[SUPPLIED MATERIAL]
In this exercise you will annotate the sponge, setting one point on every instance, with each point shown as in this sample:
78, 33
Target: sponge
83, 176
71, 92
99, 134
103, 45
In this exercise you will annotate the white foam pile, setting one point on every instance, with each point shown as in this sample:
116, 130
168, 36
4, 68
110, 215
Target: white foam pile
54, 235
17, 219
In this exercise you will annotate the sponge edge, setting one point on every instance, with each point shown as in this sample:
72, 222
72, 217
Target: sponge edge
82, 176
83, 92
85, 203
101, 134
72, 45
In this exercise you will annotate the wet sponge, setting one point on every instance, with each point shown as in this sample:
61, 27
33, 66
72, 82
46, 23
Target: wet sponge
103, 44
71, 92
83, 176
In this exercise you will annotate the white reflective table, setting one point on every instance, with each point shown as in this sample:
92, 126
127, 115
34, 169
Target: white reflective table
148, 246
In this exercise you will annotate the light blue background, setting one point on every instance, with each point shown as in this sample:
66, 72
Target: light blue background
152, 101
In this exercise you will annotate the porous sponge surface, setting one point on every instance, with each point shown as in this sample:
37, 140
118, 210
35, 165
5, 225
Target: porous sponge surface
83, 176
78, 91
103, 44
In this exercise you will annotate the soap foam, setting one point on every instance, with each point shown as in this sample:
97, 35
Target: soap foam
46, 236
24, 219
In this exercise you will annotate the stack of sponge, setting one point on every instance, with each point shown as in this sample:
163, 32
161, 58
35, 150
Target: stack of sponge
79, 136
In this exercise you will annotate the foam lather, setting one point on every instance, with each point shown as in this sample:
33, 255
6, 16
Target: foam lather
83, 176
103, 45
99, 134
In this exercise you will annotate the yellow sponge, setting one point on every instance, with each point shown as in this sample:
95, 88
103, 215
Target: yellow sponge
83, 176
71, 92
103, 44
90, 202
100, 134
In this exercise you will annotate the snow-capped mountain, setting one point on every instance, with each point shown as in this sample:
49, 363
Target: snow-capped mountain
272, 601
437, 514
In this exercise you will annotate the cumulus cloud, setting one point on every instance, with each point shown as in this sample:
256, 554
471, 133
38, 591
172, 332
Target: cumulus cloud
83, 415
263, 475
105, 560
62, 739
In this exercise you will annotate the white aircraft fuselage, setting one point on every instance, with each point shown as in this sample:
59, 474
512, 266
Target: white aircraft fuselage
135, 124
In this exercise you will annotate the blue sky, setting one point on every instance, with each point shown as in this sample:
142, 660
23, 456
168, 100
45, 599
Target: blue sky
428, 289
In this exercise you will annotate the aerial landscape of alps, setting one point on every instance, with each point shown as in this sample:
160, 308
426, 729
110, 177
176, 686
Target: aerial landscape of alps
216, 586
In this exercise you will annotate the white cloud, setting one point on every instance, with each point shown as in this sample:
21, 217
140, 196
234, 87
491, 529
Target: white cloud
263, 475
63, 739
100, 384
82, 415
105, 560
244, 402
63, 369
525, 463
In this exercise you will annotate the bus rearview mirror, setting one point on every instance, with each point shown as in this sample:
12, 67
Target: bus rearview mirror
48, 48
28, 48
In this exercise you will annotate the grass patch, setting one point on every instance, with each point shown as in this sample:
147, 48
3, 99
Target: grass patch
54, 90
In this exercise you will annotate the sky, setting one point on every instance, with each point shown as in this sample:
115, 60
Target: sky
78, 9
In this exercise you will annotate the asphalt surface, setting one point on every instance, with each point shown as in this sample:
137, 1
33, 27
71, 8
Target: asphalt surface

[EXERCISE REQUIREMENTS]
Can you revise the listing above so that every "annotate" becomes "mark", with all else left unchanged?

[RESULT OF THE EXERCISE]
In this exercise you will mark the sponge, setting one point on every instance, with each point shown as in this sample:
78, 33
Target: sponge
83, 176
71, 92
99, 134
103, 45
In this exercise you will mark the white foam pile, setting one point on every instance, with each point shown as in this sample:
116, 130
168, 36
4, 68
110, 215
Target: white foam pile
54, 235
17, 219
In this exercise you will mark the sponge edge, setting one point on every instance, with each point shown as in this sample:
72, 222
72, 217
Target: sponge edge
82, 176
83, 92
85, 203
101, 134
72, 45
In this exercise you will mark the wet sponge, setting one point on every instance, with each point shown as in this sample:
61, 27
33, 66
72, 82
46, 23
Target: wet sponge
103, 44
71, 92
83, 176
In this exercise you will mark the white reflective table, setting one point on every instance, with each point shown as in this sample:
92, 126
127, 115
34, 169
Target: white reflective table
148, 246
In this exercise you will mark the light blue background, setting one point on every instance, with each point shown as in this sample:
66, 72
Target: light blue background
152, 101
In this exercise you will mark the porous sponge surface, setting one point on every instance, with each point shown as in this sample:
37, 140
118, 210
35, 165
5, 225
Target: porous sponge surface
83, 176
78, 91
103, 44
In this exercise you will mark the soap foam, setting one point on every instance, with each point shown as in this sample:
97, 35
Target: soap foam
46, 236
24, 219
In this exercise you will mark the stack of sponge, setting one point on every instance, with each point shown as in this sample:
163, 32
161, 58
35, 150
Target: stack of sponge
79, 136
In this exercise you will mark the foam lather, setting one point on every instance, with each point shown as in this sample:
33, 255
6, 16
Target: foam lather
83, 176
103, 45
99, 134
In this exercise you will mark the yellow sponge, setting one point on every instance, with each point shown as in this sample:
95, 88
103, 215
Target: yellow sponge
83, 176
71, 92
103, 44
90, 202
100, 134
In this exercise you will mark the snow-capped mountain, setting one point on every instance, with each point shown as in this sample:
49, 363
Target: snow-capped mountain
272, 601
437, 514
In this exercise you will mark the cumulus cloud, setting one point on every instance, with each point shown as in this sample:
256, 554
471, 133
38, 591
172, 332
Target: cumulus cloud
83, 415
263, 475
105, 560
62, 739
In this exercise you will mark the white aircraft fuselage, setting one point on every instance, with each point shown as in this sample:
59, 474
512, 266
Target: white aircraft fuselage
135, 124
In this exercise you will mark the blue sky, setting one point on every instance, with each point shown as in this sample:
142, 660
23, 456
168, 100
45, 599
Target: blue sky
428, 289
In this exercise you will mark the aerial landscape of alps, setting one point on every instance, with each point shown as in this sample:
160, 308
426, 729
110, 177
176, 686
Target: aerial landscape of alps
216, 586
In this exercise you will mark the white cloud, setting one point on every instance, with each point shown as in this sample:
21, 217
140, 196
234, 87
491, 529
Target: white cloud
263, 475
63, 739
100, 384
82, 415
105, 560
244, 402
63, 369
525, 463
In this exercise you will mark the bus rearview mirror, setting one point on every instance, with each point shown as in this sample:
12, 67
Target: bus rearview mirror
48, 48
28, 48
In this exercise you will mark the grass patch, setting one point on every instance, with each point shown as in this sample:
147, 48
3, 99
Target: grass patch
54, 90
In this exercise you will mark the sky, setting one point on every instance, with each point shown as in this sample:
115, 60
Target: sky
78, 9
In this exercise you will mark the asphalt surface, setting one point on every instance, with each point shown as in this sample:
137, 1
33, 27
71, 8
Target: asphalt surface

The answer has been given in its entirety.